Aim of the task: Recast the entries below as a two-column CSV with the headers instruction and points, one row per entry, putting each entry's text and its answer in their own quoted field with line breaks replaced by spaces. Leave the pictures out.

Entries provided:
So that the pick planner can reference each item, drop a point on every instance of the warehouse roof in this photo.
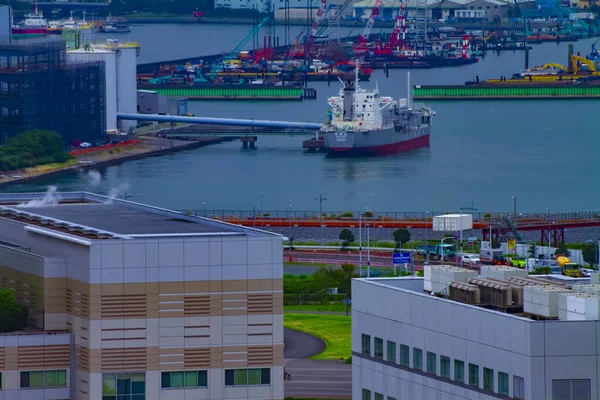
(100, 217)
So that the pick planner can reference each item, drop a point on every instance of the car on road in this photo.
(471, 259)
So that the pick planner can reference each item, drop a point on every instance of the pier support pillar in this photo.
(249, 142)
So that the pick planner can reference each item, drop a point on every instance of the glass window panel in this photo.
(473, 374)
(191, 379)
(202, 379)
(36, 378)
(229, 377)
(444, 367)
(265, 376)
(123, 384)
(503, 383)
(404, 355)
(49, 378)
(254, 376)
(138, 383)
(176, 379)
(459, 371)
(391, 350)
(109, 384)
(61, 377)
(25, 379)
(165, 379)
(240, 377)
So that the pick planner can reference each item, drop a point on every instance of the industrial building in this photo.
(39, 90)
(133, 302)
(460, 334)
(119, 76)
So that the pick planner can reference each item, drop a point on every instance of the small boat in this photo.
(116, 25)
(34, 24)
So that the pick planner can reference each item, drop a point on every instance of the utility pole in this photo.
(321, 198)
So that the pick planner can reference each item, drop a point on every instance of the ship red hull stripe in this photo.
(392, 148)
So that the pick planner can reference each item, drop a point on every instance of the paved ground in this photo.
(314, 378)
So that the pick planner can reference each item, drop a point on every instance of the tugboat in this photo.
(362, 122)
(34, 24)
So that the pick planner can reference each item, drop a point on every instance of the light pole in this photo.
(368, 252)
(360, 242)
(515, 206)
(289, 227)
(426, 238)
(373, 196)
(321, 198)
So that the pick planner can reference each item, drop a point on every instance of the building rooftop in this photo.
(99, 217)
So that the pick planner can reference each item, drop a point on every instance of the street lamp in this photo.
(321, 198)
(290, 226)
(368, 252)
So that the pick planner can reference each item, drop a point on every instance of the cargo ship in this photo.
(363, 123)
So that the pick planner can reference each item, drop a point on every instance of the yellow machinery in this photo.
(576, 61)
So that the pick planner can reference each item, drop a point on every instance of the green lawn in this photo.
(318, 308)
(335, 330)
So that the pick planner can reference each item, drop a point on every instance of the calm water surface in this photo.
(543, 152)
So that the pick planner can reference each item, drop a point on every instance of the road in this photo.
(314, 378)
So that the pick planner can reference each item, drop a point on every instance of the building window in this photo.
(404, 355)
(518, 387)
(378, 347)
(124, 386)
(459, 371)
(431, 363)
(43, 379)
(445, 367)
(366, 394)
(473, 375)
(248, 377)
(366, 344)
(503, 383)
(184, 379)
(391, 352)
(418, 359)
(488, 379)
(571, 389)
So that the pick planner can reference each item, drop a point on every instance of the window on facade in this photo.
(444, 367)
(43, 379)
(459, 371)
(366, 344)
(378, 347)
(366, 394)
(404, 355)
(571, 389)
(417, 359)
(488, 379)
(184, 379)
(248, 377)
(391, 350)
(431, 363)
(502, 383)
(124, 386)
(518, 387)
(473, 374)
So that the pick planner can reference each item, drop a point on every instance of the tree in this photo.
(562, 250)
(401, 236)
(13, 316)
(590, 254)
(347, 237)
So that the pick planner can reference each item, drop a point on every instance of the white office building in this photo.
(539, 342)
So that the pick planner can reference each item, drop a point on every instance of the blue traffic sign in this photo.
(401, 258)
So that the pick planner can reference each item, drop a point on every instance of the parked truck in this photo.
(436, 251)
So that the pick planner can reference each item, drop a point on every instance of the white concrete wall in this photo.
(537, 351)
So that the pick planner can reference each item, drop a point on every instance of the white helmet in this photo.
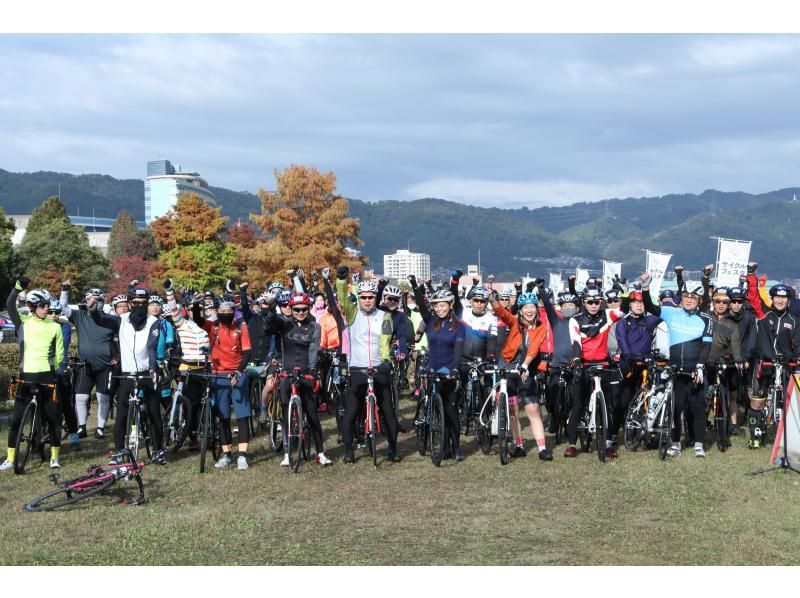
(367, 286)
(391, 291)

Task solution:
instruction,points
"So that the pick planner can reference each item, drop a point on every instance of the warehouse roof in this photo.","(100, 217)"
"So that the pick planner can reference each item, drop a point on every instance of the car on road in this photo.","(471, 259)"
"So that the pick planner can reference each item, drop a point on every instance of the pier support pillar in this photo.","(249, 142)"
"So that the pick planner can reference each item, drop a point on every instance of the glass window panel in this photo.","(473, 374) (191, 379) (202, 379) (36, 378) (229, 377) (444, 367) (265, 376) (123, 384) (503, 383) (404, 355) (49, 378) (254, 376) (138, 383) (176, 379) (459, 371) (391, 350) (109, 384) (61, 377) (25, 379) (165, 379) (240, 377)"
"So that the pick planner can reference each item, drop a point on every instance of the industrial building in this photo.","(39, 90) (133, 302) (460, 334) (119, 76)"
"So that the pick planner can reference each item, drop a point on every instance of the small boat in this photo.","(116, 25) (34, 24)"
"So that the pick planner can reference each item, drop a point on every instance of the utility pole in this photo.","(321, 198)"
"So that the pick planner can reference each item, drop a point on every instance of the ship red hull stripe in this photo.","(392, 148)"
"So that the pick planner can reference each item, drop a point on every instance of the paved ground in this photo.","(314, 378)"
"So that the pick planner can reference each item, drop a point on every instance of the tugboat in this photo.","(362, 122) (34, 24)"
"So that the pick planner can reference each item, drop a point on every instance of the light pole in this photo.","(368, 252) (360, 242) (515, 206) (289, 227) (426, 238) (373, 196) (321, 198)"
"So that the pick planner can reference each item, drop a point on every instance of the building rooftop in this photo.","(99, 217)"
"So that the pick planner can reference each item, drop a point on every instance of the street lamp in this photo.","(321, 198) (290, 226) (368, 252)"
"So that the pick planner can reference each item, drop a point on every instance of the cargo ship in this photo.","(363, 123)"
"So that the pick planner can reference each item, drop a point on every instance of the yellow machinery in this photo.","(576, 61)"
"So that the pick planner can reference each item, drop a point on every instance of the green lawn in this photo.","(318, 308) (335, 330)"
"So that the pick planner can reference each item, drop a point on every instance of the calm water surface in this photo.","(543, 152)"
"So that the pick planner can reference each item, drop a point on every instance of the road in this photo.","(314, 378)"
"So that the pick planner can reference each item, drop a point on every instance of the building window in this photo.","(404, 355) (518, 387) (378, 347) (124, 386) (459, 371) (431, 363) (43, 379) (445, 367) (366, 394) (473, 375) (248, 377) (366, 344) (503, 383) (184, 379) (391, 352) (418, 359) (488, 379) (571, 389)"
"So that the pick planner can reference each item, drop a point on every instance of the window on facade in this photo.","(444, 367) (43, 379) (459, 371) (366, 344) (378, 347) (366, 394) (404, 355) (571, 389) (417, 359) (488, 379) (184, 379) (248, 377) (391, 350) (431, 363) (502, 383) (124, 386) (518, 387) (473, 374)"
"So that the pick planner can reference each item, drop a point on every instance of the tree in this photo.","(562, 250) (401, 236) (13, 316) (590, 254) (347, 237)"
"So that the pick planner can reference each item, drop a point on every instance of the white office building in this photo.","(539, 342)"
"So that the pick planner can reference each item, drop a point on every instance of the blue traffic sign in this photo.","(401, 258)"
"So that the pick planner can reference each item, drop a point on every instance of the parked truck in this photo.","(436, 251)"
"So that the pick planner can reference each item, drop a point on every instance of the white concrete wall in this photo.","(537, 351)"
"So that the pick planner can reference each item, drop a point on every instance of the white helmet in this photo.","(367, 286) (391, 291)"